GIVEN INFORMATION =
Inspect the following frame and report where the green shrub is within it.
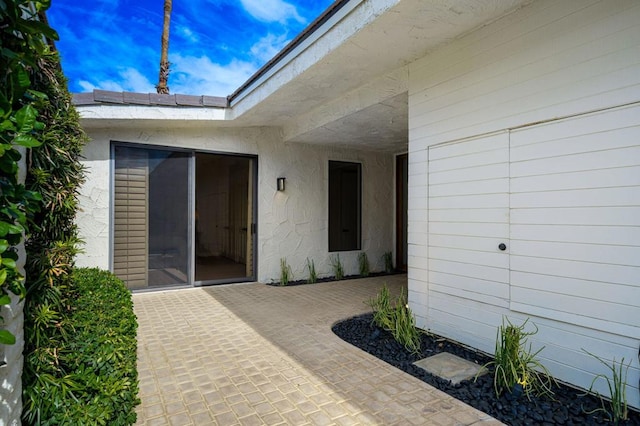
[358,252,369,277]
[331,254,344,281]
[280,257,293,286]
[307,257,318,284]
[23,268,140,425]
[369,284,422,353]
[485,318,555,398]
[382,251,393,274]
[583,349,631,425]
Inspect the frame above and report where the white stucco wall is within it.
[77,121,394,282]
[408,0,640,407]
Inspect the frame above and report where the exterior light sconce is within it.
[276,177,287,191]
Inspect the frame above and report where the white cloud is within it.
[176,25,200,43]
[169,54,257,96]
[251,34,289,63]
[78,68,156,93]
[240,0,306,24]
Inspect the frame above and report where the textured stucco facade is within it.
[77,123,395,282]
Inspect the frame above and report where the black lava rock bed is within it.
[333,314,640,425]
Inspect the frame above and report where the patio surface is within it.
[133,275,501,426]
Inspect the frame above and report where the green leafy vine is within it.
[0,0,58,344]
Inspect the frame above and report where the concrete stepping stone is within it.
[413,352,487,385]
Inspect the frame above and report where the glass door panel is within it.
[114,145,189,289]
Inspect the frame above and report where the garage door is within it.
[429,106,640,337]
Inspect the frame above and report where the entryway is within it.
[112,143,257,289]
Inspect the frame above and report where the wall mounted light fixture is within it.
[276,177,287,191]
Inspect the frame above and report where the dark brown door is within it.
[396,154,409,272]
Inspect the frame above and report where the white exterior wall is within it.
[77,122,394,282]
[408,0,640,407]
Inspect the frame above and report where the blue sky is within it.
[47,0,333,96]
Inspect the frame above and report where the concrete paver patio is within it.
[133,275,500,426]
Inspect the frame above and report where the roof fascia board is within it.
[229,0,366,107]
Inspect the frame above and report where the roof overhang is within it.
[79,0,532,152]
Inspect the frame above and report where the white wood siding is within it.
[409,0,640,407]
[510,106,640,339]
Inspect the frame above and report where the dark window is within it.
[329,161,362,251]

PROBLEM REQUIREMENTS =
Update the entire listing above by replacing every instance of "frame" with "image" and leaving all other text unchanged. Omit the pictures from your answer.

RESULT OF THE EXERCISE =
Inspect the following image and report where the green shrub is within it.
[358,252,369,277]
[331,254,344,281]
[280,257,293,286]
[307,257,318,284]
[23,268,140,425]
[369,284,422,353]
[485,318,555,398]
[382,251,393,274]
[583,349,631,425]
Inspect the image above and report where the white stucco wall is within it.
[77,121,394,282]
[408,0,640,407]
Inspect the image above and report where the exterior light sconce is within it.
[276,177,287,191]
Inspect the image above and report where the white cloud is within it.
[176,25,200,43]
[169,54,257,96]
[251,34,289,63]
[78,68,156,93]
[240,0,306,24]
Inspect the image above and report where the textured stucco facade is within it.
[77,123,395,282]
Inspect the image above and report where the black lava rock bed is within it.
[333,314,640,425]
Inspect the image above and report where the patio surface is within it.
[133,275,501,426]
Inspect the image above and report where the green leafy vine is within it.
[0,0,58,344]
Inspect the image above and report where the concrete stepping stone is within it.
[413,352,487,385]
Inspect the image above and report where the glass door panel is within it.
[114,145,189,289]
Inspect the image above and report where the garage door is within it.
[429,106,640,337]
Inspect the image above and report where the entryway is within it.
[112,143,257,289]
Inspect the image above and report where the wall mounted light fixture is within it.
[276,177,287,191]
Inspect the image above and report where the dark brown door is within it.
[396,154,409,272]
Inspect the image above and report where the white exterior wall is within it.
[77,122,394,282]
[408,0,640,407]
Inspect the image above and report where the blue sky is within it.
[47,0,333,96]
Inspect the image above and report where the concrete paver patio is within it.
[133,275,500,426]
Inspect the image above and report where the roof fascia board is within it.
[229,0,366,107]
Inspect the image above and report where the roof overhang is within it.
[79,0,532,152]
Inspect the image above and report where the white wood siding is within it.
[409,0,640,407]
[510,106,640,339]
Inspect the image above and report where the dark window is within it.
[329,161,362,251]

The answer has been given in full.